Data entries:
_ _ _

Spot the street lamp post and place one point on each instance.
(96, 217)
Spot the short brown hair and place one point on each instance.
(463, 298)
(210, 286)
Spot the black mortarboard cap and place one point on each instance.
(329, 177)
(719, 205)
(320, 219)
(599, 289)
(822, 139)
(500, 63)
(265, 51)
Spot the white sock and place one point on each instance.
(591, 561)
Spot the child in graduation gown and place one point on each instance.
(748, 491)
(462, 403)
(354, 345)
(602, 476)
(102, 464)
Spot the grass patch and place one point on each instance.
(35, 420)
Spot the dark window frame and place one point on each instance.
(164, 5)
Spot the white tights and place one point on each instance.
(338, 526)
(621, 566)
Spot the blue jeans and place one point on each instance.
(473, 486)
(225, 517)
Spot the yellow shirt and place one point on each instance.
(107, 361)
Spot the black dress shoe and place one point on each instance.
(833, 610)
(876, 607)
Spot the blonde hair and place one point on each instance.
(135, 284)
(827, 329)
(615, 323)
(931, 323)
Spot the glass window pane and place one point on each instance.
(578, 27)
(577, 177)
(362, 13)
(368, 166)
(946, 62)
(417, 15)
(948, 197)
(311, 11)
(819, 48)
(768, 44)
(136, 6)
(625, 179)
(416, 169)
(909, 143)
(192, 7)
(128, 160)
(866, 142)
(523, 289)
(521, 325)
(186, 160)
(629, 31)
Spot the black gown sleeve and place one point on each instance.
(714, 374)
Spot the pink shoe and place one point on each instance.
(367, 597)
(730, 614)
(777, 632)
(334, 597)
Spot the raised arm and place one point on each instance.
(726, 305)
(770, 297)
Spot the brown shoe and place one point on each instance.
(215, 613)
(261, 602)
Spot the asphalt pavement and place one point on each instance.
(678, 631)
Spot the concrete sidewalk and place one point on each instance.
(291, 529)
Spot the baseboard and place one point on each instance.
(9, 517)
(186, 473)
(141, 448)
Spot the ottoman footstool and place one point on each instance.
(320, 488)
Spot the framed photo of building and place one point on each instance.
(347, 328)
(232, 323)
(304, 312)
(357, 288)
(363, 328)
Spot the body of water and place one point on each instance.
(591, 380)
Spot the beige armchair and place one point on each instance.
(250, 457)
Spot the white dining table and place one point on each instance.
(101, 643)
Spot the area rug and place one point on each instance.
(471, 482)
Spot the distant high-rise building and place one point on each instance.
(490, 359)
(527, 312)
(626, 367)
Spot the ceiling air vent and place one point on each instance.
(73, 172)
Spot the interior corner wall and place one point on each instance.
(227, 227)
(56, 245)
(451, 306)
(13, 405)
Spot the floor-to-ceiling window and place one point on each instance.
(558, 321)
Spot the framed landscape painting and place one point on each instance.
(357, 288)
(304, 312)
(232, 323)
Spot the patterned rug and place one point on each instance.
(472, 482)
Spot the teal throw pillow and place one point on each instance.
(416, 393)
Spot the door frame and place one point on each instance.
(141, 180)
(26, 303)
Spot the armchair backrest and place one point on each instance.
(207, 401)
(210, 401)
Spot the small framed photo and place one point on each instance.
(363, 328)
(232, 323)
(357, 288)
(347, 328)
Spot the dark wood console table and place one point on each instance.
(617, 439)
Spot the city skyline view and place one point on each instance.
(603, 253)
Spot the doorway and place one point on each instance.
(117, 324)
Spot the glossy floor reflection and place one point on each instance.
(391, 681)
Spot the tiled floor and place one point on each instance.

_ _ _

▶ **EXERCISE AIM**
Take every line from the one containing "Spot the raised" to the end of the listing and output it exactly, with nothing else.

▶ **OUTPUT OF THE EXERCISE**
Spot the raised arm and place one point on each instance.
(726, 305)
(770, 297)
Spot the brown shoe and place one point on each instance.
(215, 613)
(261, 602)
Spot the asphalt pavement and place one point on each instance.
(678, 631)
Spot the concrete sidewalk and place one point on each instance.
(291, 529)
Spot the baseboard and place one point on each instance.
(9, 517)
(186, 473)
(141, 448)
Spot the ottoman footstool and place one point on each instance.
(320, 488)
Spot the framed photo of building and place one point on each instance.
(347, 328)
(232, 323)
(304, 312)
(357, 288)
(363, 328)
Spot the body of water and place one point on each instance.
(591, 380)
Spot the beige armchair and place one point on each instance.
(250, 457)
Spot the white dining table and place one point on each instance.
(101, 643)
Spot the area rug and place one point on each instance.
(471, 482)
Spot the distant high-rise building and place one point on each instance.
(490, 359)
(527, 312)
(626, 367)
Spot the ceiling air vent and place one point on each instance.
(73, 172)
Spot the interior corner wall and place one point on each instance.
(227, 227)
(56, 245)
(451, 306)
(13, 405)
Spot the floor-to-ceiling window and place one point on each instance.
(558, 321)
Spot the framed landscape painting and place one point on each instance.
(357, 288)
(304, 312)
(232, 323)
Spot the patterned rug and place one point on each instance.
(472, 482)
Spot the teal throw pillow and place one point on each instance.
(416, 393)
Spot the door frame and place one point on each instance.
(141, 180)
(26, 303)
Spot the armchair backrest and place one point on each instance.
(207, 401)
(210, 401)
Spot the small framed photo and place one point on each instance.
(363, 328)
(232, 323)
(357, 288)
(347, 328)
Spot the dark wood console table and place one point on each instance.
(617, 439)
Spot the city skyline view and place one point on each instance.
(603, 253)
Spot the doorway and place one point on each instance.
(117, 324)
Spot the glossy floor reflection and place one point on each instance.
(391, 681)
Spot the tiled floor and place one point on each instance.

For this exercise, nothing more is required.